### [Problem set]
(1) For the description of the MMRL Docker images below, decide whether each statement agrees with it: (a) the PyTorch image is built on top of mmrl/dl-base; (b) the mmrl/dl-base image includes deep learning libraries; (c) the combined mmrl/dl image is considered stable. Answer each with yes or no and quote the deciding words.
(2) Carry the description of the MMRL Docker images below forward from its final sentence.
-------- Text segment --------
Skip to content

mmrl/dl

Repository files navigation

MMRL Docker images for deep learning

Docker Pulls docker stars image metadata

This directory contains files to build Docker images - encapsulated computational containers which enhance reproducibility for scientific research. They are similar in design philosophy to the excellent Jupyter Docker Stacks but with a focus on making it easy to get up and running with GPU-accelerated deep learning. The base image provides a Jupyter Lab (notebook) environment in a Docker container which has direct access to the host system's GPU(s). Several variants with popular deep learning libraries are available to choose from which currently include:

  • mmrl/dl-base image metadata: Contains Jupyter and other useful packages but no DL libraries
  • mmrl/dl-pytorch image metadata: PyTorch (built on top of mmrl/dl-base)
  • mmrl/dl-tensorflow image metadata: TensorFlow (built on top of mmrl/dl-base)

Additionally there is a custom directory with instructions and examples for building your own image. These are considered stable but may be moved to their own repositories in future.

The instructions below refer to the combined (default) image mmrl/dl (based on the Keras Dockerfile) which contains ALL TEH THINGZ!!! This is used for development and considered experimental, so may be removed in the future (as it should really be tagged bloaty-mcbloatface!). This tag mmrl/dl may be substituted for any of the above tags when following the instructions below to use a leaner image.
-------- Excerpted records --------
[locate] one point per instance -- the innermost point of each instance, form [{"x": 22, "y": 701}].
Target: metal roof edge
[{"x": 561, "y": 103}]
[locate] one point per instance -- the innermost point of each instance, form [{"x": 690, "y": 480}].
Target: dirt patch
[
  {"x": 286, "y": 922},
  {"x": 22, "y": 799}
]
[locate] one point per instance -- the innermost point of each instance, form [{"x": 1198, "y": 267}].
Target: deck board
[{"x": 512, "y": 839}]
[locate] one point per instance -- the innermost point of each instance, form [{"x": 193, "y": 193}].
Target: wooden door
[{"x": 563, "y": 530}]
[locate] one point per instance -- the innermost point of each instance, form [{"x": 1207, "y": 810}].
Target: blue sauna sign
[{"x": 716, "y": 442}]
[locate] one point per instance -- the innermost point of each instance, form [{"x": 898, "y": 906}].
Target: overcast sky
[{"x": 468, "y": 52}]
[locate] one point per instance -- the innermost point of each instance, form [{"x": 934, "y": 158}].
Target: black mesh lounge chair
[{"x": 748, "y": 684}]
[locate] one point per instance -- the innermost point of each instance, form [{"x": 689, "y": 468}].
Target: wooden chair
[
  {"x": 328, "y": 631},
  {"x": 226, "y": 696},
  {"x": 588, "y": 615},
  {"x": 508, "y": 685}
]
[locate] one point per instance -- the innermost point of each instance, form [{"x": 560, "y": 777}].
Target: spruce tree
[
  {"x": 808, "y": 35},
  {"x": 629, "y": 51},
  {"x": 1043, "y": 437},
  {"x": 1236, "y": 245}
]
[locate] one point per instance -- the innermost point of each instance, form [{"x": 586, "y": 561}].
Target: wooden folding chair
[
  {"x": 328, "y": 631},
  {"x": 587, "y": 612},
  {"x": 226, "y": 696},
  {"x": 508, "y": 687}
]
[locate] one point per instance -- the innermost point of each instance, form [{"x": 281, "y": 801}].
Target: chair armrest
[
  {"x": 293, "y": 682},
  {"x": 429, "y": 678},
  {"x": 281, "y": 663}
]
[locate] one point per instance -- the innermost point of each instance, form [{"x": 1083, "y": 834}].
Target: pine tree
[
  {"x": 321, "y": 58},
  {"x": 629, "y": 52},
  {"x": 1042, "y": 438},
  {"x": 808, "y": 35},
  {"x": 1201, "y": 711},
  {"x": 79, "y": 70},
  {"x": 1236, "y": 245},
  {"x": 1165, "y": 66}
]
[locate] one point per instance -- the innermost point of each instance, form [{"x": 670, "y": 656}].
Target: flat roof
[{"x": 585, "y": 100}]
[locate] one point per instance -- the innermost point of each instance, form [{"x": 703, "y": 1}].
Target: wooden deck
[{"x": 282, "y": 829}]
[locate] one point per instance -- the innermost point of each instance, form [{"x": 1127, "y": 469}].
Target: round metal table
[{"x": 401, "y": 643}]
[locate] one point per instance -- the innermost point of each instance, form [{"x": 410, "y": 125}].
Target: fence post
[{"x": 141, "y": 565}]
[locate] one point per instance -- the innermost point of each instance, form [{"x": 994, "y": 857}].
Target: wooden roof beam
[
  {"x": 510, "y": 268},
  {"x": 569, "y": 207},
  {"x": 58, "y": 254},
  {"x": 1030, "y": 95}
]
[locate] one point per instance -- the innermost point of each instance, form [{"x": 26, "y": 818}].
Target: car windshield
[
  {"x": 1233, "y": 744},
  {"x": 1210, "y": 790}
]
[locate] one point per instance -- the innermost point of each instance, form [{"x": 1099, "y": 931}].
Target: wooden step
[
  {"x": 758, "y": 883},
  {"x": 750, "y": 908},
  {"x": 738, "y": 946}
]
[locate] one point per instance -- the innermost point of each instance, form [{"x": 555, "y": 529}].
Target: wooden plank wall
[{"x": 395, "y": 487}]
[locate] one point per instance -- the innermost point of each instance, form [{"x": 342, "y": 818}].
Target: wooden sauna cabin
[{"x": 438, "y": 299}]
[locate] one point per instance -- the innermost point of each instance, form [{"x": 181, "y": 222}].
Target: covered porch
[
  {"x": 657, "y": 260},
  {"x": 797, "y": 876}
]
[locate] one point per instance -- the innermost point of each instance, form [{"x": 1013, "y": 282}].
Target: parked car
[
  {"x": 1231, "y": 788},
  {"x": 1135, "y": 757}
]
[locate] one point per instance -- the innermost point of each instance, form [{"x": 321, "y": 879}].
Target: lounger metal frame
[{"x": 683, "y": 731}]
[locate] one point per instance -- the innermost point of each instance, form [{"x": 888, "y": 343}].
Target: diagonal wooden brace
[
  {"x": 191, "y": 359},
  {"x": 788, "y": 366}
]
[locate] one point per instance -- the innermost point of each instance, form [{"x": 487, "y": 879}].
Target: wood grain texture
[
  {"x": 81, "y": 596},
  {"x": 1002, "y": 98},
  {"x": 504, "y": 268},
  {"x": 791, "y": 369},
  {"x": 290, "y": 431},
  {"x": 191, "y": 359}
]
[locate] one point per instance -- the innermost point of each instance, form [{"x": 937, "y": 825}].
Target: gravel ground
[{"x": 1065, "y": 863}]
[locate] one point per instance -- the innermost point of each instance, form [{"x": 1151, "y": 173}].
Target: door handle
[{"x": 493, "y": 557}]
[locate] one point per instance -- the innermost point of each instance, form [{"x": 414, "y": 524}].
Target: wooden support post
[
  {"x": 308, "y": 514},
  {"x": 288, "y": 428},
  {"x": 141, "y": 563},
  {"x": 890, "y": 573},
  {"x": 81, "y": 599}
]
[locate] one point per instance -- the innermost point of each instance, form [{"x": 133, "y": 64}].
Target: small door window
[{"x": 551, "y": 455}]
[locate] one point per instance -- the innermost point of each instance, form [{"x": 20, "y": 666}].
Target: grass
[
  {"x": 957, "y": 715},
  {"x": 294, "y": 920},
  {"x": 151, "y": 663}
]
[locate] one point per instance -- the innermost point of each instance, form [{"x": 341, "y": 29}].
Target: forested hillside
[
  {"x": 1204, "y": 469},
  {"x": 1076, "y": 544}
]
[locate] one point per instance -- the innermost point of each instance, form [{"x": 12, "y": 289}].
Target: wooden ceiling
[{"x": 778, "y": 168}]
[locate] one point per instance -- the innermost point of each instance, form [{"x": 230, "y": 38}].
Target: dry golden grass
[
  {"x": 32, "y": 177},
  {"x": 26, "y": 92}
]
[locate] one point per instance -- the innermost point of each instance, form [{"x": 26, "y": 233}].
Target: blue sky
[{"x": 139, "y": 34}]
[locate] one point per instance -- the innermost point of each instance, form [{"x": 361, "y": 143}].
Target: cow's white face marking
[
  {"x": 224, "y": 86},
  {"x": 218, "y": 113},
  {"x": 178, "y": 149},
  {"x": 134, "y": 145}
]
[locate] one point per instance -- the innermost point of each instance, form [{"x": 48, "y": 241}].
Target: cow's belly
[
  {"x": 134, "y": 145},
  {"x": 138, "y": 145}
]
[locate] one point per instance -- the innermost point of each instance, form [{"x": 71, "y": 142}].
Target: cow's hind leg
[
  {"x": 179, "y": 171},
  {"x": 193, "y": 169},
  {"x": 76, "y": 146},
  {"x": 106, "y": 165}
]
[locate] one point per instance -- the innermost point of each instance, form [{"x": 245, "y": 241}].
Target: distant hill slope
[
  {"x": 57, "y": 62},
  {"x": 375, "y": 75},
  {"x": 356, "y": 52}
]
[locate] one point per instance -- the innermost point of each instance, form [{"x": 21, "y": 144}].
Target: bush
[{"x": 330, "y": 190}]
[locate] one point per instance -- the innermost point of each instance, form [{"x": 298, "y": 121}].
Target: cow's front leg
--------
### [Answers by task]
(1)
(a) Yes: "PyTorch (built on top of mmrl/dl-base)"
(b) No: "Contains Jupyter and other useful packages but no DL libraries"
(c) No: "This is used for development and considered experimental"

(2)
If you already have a working Docker/nvidia-docker installation, skip to Running the container for a quick start, otherwise work through the installation steps below. Alternatively, try the mmrl/dl image on binder without installing anything.

Binder

Installation

Click here to see installation instructions.

The following instructions are for setting up Docker with GPU support on Linux (in particular Ubuntu although the commands may be adapted for other distributions). Windows 10 users should also now be able to set up Docker with GPU support using WSL2 by following this guide.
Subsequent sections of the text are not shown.